### What the task asks
Please put the entries from the line that has "of the street" through the line that has "[(750, 212)]" into a JSON list of strings, one string per line and no blank lines. Leave out every line outside that span.

+++ Task inputs

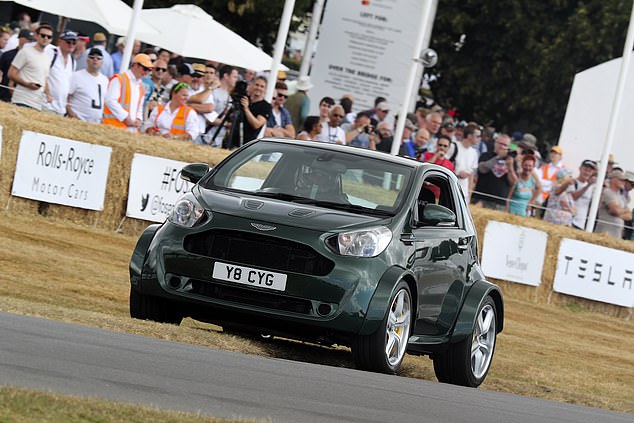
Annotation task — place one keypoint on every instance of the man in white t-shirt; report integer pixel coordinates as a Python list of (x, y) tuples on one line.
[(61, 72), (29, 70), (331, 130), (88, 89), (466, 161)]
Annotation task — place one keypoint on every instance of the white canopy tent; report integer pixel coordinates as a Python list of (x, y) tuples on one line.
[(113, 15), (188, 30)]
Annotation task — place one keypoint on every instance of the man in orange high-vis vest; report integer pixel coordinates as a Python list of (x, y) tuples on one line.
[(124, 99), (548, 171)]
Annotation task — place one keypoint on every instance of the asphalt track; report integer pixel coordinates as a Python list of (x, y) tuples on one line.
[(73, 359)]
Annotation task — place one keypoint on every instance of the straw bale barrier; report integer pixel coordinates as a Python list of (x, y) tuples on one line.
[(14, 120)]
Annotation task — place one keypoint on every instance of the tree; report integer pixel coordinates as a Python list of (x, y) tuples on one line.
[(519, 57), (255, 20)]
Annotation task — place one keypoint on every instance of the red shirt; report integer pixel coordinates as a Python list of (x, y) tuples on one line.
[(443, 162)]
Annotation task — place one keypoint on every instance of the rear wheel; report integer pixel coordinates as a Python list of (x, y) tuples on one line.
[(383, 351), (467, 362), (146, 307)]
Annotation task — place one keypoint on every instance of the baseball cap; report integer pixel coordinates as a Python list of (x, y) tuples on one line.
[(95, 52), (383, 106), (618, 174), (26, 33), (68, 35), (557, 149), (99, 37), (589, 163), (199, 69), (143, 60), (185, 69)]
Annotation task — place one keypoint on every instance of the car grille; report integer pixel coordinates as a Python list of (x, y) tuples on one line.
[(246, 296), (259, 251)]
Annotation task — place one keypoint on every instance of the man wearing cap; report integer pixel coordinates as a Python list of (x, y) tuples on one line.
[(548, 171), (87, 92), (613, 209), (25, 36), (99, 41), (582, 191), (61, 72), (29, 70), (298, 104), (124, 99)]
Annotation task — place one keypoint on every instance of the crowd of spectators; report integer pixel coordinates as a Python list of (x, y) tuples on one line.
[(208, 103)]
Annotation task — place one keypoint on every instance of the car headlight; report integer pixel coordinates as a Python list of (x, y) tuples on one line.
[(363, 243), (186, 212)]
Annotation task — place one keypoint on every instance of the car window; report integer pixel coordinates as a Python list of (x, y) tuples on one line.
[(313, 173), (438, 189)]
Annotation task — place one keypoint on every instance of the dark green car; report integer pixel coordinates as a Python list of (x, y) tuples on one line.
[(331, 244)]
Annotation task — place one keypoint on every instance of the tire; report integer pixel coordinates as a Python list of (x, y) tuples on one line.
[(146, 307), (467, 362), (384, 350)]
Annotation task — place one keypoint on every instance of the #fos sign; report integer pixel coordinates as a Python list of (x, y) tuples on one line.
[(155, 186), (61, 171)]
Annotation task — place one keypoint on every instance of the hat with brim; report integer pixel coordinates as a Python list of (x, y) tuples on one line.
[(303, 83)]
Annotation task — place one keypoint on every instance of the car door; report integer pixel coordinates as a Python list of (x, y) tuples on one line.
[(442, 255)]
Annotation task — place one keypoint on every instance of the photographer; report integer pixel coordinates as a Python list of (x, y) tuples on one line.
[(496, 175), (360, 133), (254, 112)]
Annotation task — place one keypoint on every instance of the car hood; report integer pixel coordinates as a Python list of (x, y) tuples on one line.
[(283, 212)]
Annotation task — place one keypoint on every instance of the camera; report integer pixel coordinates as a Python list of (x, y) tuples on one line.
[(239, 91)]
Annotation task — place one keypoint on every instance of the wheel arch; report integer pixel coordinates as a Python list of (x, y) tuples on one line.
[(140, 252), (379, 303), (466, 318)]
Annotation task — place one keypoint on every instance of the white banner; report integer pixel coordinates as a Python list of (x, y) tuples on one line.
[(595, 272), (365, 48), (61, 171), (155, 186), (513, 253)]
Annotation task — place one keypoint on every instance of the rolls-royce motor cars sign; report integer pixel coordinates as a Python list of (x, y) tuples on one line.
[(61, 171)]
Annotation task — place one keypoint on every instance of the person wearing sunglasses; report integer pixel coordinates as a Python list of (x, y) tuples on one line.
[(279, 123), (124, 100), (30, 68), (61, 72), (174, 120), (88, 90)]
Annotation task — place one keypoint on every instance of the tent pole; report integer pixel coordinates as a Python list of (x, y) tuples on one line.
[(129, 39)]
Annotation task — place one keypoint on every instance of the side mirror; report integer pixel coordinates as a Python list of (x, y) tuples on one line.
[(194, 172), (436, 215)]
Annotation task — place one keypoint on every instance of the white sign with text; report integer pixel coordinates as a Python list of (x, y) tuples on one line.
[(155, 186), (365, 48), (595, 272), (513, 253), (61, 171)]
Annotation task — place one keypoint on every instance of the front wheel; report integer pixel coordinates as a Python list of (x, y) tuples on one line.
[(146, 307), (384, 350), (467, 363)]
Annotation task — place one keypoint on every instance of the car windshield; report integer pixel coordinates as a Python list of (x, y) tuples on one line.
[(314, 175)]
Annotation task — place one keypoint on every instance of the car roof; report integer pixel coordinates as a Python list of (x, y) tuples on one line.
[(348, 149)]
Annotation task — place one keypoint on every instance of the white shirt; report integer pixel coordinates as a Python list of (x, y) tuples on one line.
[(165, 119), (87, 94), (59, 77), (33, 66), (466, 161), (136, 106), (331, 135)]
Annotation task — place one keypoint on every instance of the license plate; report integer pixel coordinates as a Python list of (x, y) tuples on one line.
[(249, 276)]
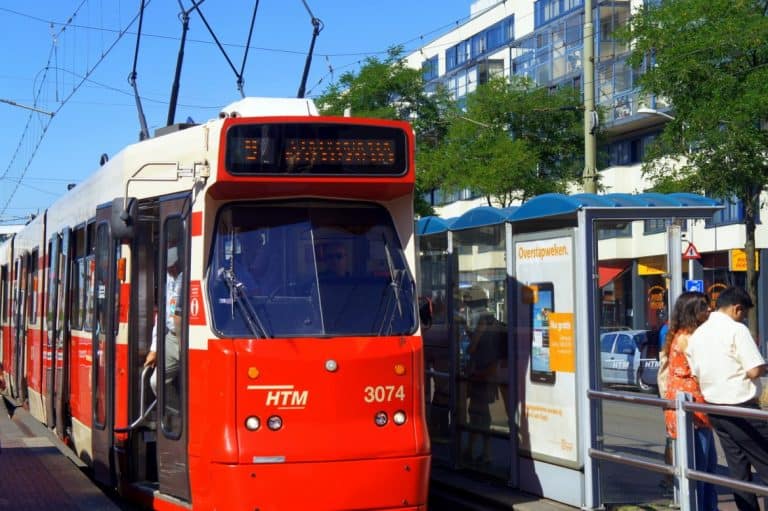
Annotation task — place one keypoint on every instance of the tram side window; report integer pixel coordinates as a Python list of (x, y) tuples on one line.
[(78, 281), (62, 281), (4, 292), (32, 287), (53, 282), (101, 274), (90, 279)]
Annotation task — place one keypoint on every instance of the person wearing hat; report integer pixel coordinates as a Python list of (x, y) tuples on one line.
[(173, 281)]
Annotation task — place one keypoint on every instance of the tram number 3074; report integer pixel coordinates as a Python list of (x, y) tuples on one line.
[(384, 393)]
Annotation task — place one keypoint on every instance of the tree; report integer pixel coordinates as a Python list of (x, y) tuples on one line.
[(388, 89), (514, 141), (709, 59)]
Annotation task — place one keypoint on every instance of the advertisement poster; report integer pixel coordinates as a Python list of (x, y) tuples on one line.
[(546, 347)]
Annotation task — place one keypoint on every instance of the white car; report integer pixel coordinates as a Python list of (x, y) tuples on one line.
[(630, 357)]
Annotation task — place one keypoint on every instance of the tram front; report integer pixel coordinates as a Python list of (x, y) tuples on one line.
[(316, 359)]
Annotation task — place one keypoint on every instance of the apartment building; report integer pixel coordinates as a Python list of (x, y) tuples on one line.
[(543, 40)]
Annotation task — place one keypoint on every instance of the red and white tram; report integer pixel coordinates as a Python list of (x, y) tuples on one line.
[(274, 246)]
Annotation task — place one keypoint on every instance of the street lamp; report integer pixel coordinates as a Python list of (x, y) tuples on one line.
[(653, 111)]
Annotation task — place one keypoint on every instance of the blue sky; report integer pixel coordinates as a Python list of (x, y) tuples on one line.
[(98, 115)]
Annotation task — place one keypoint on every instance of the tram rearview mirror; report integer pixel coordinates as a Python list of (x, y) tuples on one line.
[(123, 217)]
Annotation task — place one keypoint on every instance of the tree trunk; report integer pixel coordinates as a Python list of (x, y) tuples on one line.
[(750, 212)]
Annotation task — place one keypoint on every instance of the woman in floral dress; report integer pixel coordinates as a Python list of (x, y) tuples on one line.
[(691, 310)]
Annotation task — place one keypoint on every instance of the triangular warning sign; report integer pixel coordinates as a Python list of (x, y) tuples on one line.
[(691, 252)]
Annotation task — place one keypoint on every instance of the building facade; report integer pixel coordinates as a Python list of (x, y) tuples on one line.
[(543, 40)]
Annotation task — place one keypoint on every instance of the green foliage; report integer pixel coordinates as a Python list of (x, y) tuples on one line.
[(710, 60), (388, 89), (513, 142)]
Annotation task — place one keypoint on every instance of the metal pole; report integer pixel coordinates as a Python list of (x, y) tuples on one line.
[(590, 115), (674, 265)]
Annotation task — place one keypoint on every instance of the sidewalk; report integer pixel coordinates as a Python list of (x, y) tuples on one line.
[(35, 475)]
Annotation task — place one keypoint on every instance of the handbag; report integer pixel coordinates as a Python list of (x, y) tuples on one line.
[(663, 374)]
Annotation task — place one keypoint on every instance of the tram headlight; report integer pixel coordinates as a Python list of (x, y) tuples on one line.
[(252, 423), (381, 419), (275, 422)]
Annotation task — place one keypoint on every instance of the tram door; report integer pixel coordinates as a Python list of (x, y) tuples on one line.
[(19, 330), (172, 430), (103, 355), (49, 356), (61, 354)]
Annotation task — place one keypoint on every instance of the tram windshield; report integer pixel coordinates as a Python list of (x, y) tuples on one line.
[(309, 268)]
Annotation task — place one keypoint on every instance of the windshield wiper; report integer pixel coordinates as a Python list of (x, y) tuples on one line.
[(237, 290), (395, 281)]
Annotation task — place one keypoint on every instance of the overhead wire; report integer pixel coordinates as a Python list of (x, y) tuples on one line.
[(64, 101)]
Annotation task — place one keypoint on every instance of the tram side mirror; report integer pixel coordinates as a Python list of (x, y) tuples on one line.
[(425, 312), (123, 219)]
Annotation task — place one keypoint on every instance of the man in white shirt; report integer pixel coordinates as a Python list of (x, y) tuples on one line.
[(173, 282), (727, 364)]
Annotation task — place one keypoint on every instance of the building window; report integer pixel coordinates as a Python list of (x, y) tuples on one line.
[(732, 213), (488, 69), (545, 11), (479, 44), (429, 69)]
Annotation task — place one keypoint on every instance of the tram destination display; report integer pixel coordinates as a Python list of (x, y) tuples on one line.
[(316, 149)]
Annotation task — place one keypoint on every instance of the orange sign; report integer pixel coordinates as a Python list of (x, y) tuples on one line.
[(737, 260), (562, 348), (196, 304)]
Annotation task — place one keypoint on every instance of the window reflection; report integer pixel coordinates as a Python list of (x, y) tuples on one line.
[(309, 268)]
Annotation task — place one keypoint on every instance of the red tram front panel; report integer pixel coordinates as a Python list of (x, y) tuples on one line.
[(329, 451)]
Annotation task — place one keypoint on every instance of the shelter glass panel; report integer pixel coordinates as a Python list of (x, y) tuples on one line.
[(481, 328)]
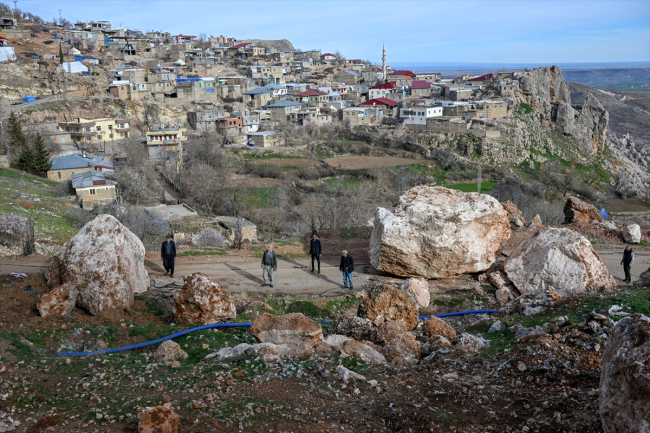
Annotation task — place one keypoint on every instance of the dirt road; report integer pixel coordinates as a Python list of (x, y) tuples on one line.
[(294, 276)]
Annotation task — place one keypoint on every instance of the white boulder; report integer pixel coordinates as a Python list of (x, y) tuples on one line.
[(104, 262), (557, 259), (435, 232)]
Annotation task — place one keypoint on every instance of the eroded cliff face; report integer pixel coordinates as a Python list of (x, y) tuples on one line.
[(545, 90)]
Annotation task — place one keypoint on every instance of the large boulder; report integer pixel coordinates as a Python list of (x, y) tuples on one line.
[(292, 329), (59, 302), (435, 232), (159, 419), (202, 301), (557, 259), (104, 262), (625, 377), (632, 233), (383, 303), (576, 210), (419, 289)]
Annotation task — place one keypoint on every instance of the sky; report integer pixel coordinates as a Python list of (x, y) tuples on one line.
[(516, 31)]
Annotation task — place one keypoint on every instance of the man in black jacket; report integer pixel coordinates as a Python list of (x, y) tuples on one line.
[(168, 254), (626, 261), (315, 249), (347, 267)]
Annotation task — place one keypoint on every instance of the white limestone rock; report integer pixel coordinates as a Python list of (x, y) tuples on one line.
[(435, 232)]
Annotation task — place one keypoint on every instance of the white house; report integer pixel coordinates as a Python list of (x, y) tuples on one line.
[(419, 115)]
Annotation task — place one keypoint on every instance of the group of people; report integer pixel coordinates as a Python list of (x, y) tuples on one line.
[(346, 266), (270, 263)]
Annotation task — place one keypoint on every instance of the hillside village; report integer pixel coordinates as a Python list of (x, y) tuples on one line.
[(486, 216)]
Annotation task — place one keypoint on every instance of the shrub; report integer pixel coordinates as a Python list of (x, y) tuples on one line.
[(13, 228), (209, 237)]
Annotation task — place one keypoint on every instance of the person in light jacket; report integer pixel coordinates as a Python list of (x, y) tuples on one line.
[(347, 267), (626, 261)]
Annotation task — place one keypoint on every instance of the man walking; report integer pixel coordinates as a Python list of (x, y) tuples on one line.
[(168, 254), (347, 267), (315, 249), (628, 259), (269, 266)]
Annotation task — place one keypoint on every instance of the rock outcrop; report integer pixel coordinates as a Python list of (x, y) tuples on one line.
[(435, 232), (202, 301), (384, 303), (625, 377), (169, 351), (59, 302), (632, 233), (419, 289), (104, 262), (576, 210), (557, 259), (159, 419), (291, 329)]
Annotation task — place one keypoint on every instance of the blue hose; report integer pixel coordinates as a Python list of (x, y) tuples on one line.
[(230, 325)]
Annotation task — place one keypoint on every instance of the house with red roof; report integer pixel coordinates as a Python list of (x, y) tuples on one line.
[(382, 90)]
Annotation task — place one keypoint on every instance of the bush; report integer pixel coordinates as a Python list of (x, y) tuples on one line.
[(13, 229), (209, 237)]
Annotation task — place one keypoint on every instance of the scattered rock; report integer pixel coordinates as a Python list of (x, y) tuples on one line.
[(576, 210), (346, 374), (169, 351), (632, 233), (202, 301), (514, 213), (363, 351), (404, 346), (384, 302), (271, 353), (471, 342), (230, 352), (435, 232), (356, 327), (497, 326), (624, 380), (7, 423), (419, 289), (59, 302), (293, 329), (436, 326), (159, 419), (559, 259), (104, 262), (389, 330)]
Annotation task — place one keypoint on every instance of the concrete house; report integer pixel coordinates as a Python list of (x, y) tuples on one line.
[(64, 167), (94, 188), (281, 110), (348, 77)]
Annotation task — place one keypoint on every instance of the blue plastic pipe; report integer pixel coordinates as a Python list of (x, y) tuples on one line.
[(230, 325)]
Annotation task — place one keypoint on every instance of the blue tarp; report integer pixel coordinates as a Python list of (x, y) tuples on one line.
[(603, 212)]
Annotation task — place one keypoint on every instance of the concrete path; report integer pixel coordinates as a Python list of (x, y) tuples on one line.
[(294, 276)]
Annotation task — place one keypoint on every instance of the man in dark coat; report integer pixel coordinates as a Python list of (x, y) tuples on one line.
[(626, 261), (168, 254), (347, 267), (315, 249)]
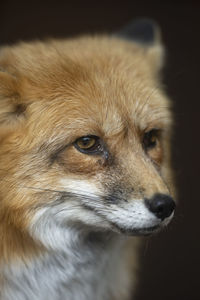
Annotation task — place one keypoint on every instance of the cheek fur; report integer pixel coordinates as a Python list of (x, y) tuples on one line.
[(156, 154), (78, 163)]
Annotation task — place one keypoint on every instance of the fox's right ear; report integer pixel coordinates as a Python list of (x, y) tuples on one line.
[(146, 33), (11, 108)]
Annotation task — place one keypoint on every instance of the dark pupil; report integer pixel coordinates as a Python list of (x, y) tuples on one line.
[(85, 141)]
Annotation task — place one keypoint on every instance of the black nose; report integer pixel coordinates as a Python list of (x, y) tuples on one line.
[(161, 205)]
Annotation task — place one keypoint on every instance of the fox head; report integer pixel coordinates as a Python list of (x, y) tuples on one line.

++++++

### Answer
[
  "Annotation task — place one keypoint on every instance of the street lamp; report integer pixel coordinates as a Python list of (x, y) tuples on one line.",
  "[(653, 111)]",
  "Annotation task — place one keypoint on every instance of the blue sky; report integer pixel coordinates as a Python list of (x, y) tuples on one line.",
  "[(98, 115)]",
  "Annotation task — place one keypoint on every instance of the tram rearview mirror; report integer pixel coordinates as a Python list of (x, y) tuples on one line.",
  "[(123, 217)]",
  "Annotation task — place one keypoint on every instance of the tree trunk; report integer pixel coordinates as a Python list of (x, y) tuples on one line.",
  "[(750, 212)]"
]